=== Your objective ===
Could you please reproduce the entries exactly, leaving out any pictures?

=== Exercise materials ===
------

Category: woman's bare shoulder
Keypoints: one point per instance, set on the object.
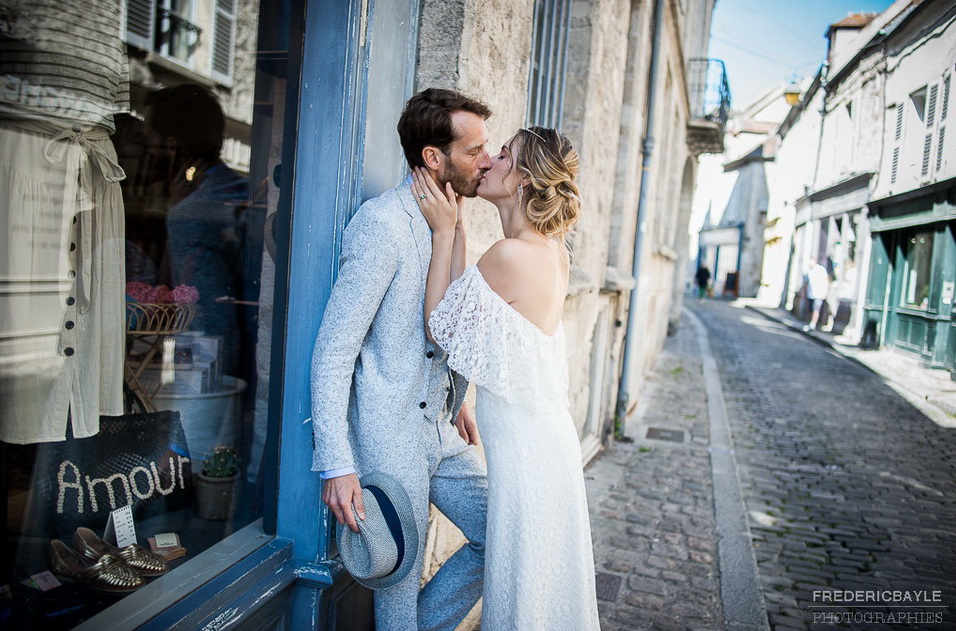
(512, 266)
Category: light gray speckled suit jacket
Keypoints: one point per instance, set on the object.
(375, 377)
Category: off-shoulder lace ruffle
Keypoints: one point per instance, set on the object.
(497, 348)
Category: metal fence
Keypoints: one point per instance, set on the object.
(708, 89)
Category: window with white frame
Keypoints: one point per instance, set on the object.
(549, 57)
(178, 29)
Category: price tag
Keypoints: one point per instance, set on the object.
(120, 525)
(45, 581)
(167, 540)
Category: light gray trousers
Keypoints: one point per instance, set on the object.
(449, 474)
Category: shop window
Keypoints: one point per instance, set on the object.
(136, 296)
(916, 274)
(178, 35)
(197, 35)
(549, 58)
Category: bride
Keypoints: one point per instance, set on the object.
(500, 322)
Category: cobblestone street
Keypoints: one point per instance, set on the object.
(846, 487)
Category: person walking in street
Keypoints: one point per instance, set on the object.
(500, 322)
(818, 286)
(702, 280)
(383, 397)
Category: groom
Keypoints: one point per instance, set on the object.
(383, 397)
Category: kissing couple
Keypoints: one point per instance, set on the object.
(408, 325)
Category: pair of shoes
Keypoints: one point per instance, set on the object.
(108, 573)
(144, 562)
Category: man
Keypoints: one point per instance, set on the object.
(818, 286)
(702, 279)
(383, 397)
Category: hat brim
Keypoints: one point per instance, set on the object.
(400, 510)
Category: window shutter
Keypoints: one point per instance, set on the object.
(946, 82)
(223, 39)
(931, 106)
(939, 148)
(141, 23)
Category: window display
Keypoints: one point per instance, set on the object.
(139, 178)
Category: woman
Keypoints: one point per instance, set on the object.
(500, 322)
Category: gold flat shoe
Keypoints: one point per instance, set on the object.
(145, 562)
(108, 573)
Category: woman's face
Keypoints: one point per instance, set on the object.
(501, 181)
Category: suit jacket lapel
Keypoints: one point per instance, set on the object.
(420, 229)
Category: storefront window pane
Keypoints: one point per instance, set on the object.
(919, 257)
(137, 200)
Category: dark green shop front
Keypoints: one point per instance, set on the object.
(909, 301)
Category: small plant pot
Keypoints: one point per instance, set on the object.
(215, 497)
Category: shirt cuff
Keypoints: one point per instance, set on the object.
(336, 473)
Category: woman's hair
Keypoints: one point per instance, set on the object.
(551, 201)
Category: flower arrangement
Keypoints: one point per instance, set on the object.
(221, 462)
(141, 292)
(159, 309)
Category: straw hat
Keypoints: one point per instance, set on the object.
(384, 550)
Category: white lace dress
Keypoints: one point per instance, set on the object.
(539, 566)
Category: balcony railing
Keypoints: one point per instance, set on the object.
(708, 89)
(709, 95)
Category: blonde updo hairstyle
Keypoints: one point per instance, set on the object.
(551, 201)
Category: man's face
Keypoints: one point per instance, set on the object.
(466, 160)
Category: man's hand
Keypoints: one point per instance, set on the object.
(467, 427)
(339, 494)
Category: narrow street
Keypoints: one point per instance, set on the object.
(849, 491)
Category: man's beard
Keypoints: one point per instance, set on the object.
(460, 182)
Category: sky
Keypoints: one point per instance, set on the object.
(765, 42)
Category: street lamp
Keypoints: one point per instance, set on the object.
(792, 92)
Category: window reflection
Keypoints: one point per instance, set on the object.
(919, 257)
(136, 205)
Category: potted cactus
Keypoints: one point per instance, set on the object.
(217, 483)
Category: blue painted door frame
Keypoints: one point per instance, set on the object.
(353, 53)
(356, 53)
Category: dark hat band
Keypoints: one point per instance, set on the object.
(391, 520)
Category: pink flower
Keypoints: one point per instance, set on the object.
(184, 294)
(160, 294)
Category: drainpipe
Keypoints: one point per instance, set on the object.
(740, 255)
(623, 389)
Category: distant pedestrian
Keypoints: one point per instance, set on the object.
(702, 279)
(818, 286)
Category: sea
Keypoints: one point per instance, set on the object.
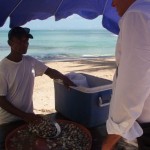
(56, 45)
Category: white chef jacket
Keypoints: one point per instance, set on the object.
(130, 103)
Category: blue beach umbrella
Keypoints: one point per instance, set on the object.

------

=== Written answer ===
Category: woman's bare shoulder
Keypoints: one point per instance, set on the object.
(512, 266)
Category: light gray speckled suit jacket
Keypoints: one point per instance, set on the object.
(375, 377)
Category: off-shoulder lace ruffle
Keypoints: one point per instance, set on the object.
(497, 348)
Category: metal fence
Keypoints: one point per instance, set on the object.
(708, 89)
Category: window with white frame
Keypoints: one point per instance, set on the object.
(549, 57)
(178, 29)
Category: price tag
Keypoints: one point per instance, set on the object.
(120, 525)
(45, 581)
(167, 540)
Category: light gray trousers
Keypoints: one point per instance, set on the object.
(449, 474)
Category: shop window
Keypoints: one point per instance, set on the object.
(136, 296)
(916, 274)
(178, 35)
(197, 35)
(549, 58)
Category: bride
Keypoints: one point per instance, set on the object.
(500, 322)
Category: cobblestone street
Keypoints: one point per instance, set on the object.
(846, 487)
Category: person walking in street
Keypoints: one point per instance, set on the object.
(500, 322)
(818, 286)
(702, 280)
(383, 397)
Category: groom
Keypoints: one point per instance, set on the object.
(383, 397)
Category: kissing couple
Keypoints: one point per instance, set on the object.
(408, 325)
Category: pair of shoes
Keypoints: one point per instance, set on the object.
(108, 573)
(144, 562)
Category: man
Keypoints: one point per instance, set on the object.
(818, 286)
(702, 279)
(383, 397)
Category: hat brim
Keypoints: one point per instance, set on the object.
(400, 510)
Category: window shutter
Keypoints: one point per instance, set on the object.
(946, 82)
(223, 39)
(931, 106)
(939, 148)
(141, 23)
Category: window display
Keypoints: one point per instance, set on the object.
(139, 178)
Category: woman
Keypoints: one point per instance, set on the object.
(500, 322)
Category: gold flat shoe
Keypoints: one point per instance, set on the object.
(145, 562)
(108, 573)
Category: woman's face
Keypoints: one point per instance, set on the object.
(501, 181)
Category: suit jacket lapel
Keypoints: one point per instance, set on the object.
(420, 229)
Category: storefront window pane
Keypoints: one point per instance, set on the object.
(919, 257)
(137, 200)
Category: dark green shop front
Keypoints: one point per instance, set on the object.
(909, 301)
Category: small plant pot
Keypoints: one point per instance, set on the object.
(215, 497)
Category: shirt cuff
Keypoints: one point per instance, set on the object.
(336, 473)
Category: woman's hair
Keypoints: one point per instance, set on the object.
(551, 201)
Category: flower arrangement
Keypoints: one point per instance, set on the object.
(221, 462)
(141, 292)
(159, 309)
Category: straw hat
Keypoints: one point per instance, set on the object.
(384, 550)
Category: white lace dress
Keypoints: one point per instance, set on the object.
(539, 566)
Category: balcony railing
Keypoints: one point per instance, set on the object.
(708, 89)
(709, 95)
Category: blonde updo hairstyle
Keypoints: one point per instance, set on the object.
(551, 201)
Category: man's face
Keypoints: one point per instance, set on the object.
(466, 160)
Category: man's hand
Keypoints: one point per instance, set on the object.
(467, 427)
(339, 494)
Category: narrow street
Keypoints: one point per instance, set on the object.
(849, 491)
Category: man's beard
Keypoints: one point per instance, set on the object.
(460, 182)
Category: sky
Keypoints: one point per instance, set on the object.
(765, 42)
Category: street lamp
Keypoints: one point per instance, set on the object.
(792, 92)
Category: window reflection
Keypoints: one point per instance, set on the object.
(919, 257)
(136, 205)
Category: potted cactus
Keypoints: one point per instance, set on the object.
(217, 483)
Category: blue painted door frame
Keypoints: one point per instance, set on the object.
(353, 53)
(356, 53)
Category: dark hat band
Keypoints: one point per instance, set on the object.
(391, 520)
Category: pink flower
Keypoints: one point per instance, set on the object.
(184, 294)
(160, 294)
Category: drainpipe
Keypoints: one point per instance, set on the object.
(740, 255)
(623, 389)
Category: distant pedestrian
Keypoints: one point per instance, set on the object.
(702, 279)
(818, 286)
Category: sea
Keypoints: one point per instance, set on the object.
(56, 45)
Category: white chef jacket
Keypoints: one point per instance, set on the object.
(130, 103)
Category: blue beach umbrella
Keypoints: one point per instance, set on the object.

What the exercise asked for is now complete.